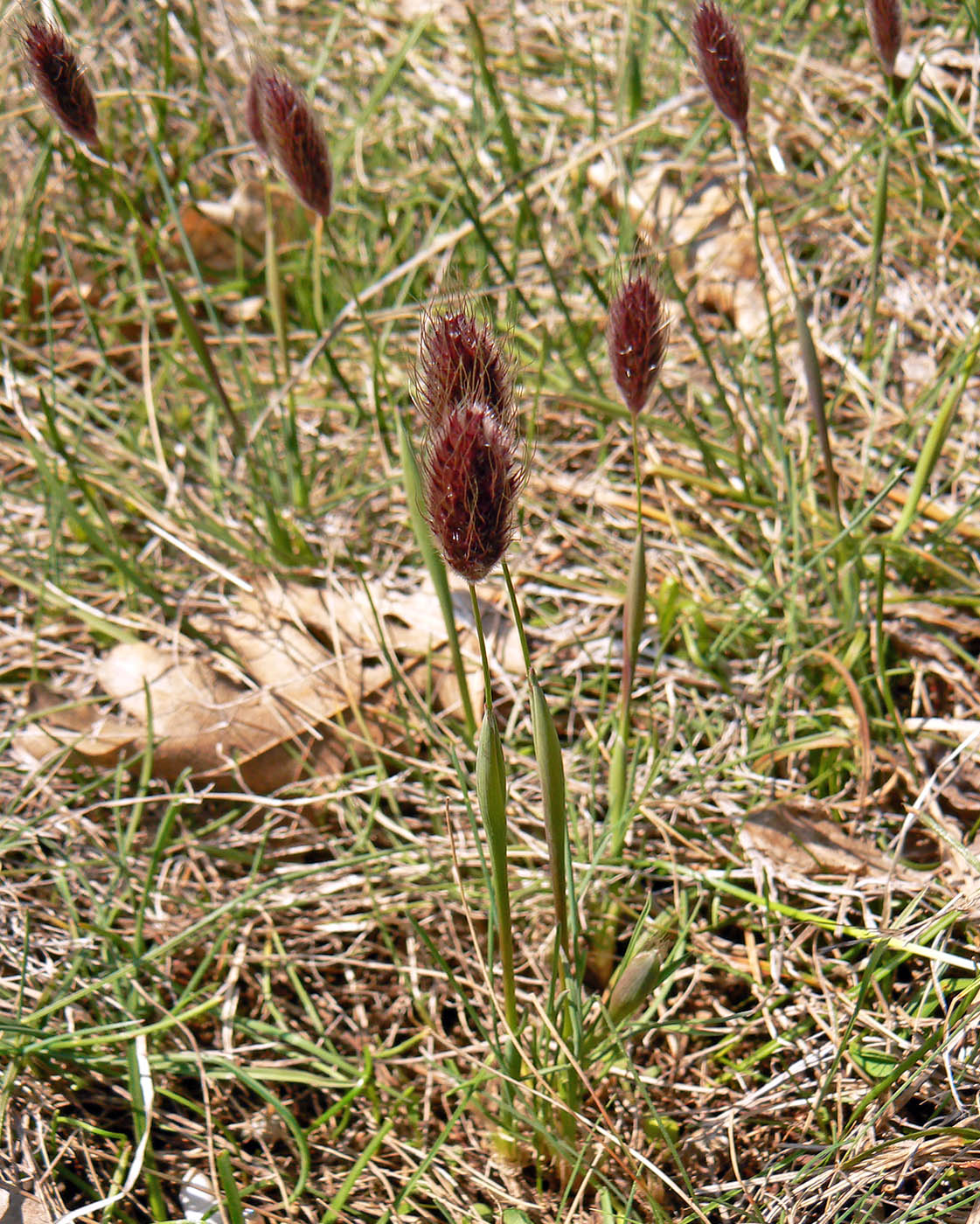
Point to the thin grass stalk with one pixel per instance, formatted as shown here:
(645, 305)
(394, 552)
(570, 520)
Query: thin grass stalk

------------------------------------------------------------

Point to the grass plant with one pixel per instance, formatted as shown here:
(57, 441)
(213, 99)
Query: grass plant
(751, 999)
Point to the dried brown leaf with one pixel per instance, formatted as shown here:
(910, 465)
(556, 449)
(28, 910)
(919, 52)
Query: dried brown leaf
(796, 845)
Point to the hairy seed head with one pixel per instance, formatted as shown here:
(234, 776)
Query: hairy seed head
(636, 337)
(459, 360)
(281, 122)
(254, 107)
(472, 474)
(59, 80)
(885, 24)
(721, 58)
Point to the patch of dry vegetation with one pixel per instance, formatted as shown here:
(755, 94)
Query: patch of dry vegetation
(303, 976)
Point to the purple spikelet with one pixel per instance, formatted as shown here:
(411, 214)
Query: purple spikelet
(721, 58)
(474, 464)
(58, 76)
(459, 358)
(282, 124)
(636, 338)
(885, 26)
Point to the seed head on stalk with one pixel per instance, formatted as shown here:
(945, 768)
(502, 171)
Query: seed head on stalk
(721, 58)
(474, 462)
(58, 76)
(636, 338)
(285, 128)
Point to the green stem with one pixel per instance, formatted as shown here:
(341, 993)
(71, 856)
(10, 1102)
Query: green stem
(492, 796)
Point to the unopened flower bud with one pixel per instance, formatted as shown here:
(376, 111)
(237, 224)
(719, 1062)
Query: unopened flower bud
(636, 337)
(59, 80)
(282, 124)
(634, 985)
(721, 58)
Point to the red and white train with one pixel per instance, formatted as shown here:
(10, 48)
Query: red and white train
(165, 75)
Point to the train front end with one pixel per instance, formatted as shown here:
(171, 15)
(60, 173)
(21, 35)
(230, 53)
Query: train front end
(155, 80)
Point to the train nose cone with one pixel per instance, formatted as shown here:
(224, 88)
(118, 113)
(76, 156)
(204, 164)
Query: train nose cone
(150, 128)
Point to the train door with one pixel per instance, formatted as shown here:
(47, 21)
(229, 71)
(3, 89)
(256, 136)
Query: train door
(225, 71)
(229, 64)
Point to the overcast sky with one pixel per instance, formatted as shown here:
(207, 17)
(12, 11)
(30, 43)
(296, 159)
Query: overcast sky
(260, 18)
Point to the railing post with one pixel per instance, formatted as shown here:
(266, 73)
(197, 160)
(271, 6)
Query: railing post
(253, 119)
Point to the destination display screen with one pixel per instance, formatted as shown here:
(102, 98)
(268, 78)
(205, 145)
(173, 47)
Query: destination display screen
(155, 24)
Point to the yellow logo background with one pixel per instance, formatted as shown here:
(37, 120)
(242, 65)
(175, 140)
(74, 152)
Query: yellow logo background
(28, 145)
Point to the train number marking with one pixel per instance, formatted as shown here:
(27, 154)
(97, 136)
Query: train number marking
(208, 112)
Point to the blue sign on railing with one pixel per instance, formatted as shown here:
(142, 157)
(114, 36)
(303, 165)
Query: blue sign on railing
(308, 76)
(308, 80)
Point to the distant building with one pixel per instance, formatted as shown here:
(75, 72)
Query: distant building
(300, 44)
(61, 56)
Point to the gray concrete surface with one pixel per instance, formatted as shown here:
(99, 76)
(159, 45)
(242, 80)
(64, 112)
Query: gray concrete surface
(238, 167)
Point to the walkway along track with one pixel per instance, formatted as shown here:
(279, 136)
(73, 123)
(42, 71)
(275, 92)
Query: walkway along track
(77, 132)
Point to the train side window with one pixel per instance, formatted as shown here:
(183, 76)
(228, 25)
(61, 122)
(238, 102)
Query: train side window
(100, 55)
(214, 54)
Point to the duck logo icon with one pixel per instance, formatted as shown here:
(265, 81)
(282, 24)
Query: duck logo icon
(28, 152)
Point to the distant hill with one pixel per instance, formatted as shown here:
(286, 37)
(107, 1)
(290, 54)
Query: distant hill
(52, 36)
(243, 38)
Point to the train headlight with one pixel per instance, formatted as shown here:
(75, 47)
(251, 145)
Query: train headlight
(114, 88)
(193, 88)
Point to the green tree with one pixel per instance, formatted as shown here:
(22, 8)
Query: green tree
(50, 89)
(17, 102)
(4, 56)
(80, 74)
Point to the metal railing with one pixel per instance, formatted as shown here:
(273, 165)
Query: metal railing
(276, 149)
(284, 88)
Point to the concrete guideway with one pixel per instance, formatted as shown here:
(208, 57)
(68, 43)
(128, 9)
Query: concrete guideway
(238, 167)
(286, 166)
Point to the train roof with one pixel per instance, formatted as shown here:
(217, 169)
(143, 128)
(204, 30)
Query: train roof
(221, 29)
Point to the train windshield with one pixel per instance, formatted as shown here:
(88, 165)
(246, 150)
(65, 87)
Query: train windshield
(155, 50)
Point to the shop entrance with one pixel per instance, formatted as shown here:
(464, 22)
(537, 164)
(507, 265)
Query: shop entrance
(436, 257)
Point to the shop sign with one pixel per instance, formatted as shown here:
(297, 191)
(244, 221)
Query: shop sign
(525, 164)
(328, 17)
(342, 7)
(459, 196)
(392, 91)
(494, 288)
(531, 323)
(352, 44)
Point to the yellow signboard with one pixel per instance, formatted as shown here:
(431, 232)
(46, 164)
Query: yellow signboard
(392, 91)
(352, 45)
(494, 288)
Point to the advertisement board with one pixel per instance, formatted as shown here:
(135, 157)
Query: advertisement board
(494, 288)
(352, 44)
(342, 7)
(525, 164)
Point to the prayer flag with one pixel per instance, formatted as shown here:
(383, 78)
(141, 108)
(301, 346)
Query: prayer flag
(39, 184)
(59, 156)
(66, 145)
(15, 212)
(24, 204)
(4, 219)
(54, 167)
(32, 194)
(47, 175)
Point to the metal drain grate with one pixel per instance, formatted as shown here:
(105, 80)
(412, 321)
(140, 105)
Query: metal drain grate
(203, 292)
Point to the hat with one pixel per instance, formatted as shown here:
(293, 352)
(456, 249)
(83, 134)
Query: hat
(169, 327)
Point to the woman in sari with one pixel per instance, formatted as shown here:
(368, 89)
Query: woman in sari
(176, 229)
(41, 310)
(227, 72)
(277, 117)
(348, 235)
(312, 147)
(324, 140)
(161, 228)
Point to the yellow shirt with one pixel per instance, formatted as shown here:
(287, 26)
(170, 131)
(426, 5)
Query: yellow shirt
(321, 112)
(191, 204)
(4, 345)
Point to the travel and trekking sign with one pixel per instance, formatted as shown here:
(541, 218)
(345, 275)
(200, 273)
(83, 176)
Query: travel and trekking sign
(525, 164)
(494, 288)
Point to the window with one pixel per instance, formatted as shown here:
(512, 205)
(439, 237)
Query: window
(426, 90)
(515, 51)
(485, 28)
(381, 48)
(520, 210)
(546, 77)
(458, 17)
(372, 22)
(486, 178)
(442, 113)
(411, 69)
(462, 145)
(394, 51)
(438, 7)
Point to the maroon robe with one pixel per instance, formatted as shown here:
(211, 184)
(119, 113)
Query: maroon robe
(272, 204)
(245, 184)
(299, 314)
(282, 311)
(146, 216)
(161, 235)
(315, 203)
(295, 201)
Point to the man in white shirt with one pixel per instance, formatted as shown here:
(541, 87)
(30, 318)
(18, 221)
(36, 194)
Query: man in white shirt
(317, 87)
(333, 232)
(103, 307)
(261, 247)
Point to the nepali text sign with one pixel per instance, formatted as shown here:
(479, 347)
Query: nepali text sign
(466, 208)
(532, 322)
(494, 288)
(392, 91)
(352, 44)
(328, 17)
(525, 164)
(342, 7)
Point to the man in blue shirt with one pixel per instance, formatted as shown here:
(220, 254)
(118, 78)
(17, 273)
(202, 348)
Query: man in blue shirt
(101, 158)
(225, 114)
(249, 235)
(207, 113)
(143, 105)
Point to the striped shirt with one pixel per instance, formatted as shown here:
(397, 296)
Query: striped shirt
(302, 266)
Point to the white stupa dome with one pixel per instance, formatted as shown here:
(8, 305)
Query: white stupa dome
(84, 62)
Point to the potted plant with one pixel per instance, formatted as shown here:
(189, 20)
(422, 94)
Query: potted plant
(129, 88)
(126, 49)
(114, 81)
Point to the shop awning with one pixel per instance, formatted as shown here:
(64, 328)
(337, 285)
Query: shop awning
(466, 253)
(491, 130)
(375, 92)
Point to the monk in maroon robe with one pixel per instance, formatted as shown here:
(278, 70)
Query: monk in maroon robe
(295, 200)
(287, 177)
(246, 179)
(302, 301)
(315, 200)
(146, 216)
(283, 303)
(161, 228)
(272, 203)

------------------------------------------------------------

▸ **Aim of the task**
Locate every line in the items above that contains the word "vegetation" and copy each one out in full. Case counts when matching.

▸ **Response**
Point to the patch of dry vegetation with one pixel per instance, formatted as shown here:
Query: patch of dry vegetation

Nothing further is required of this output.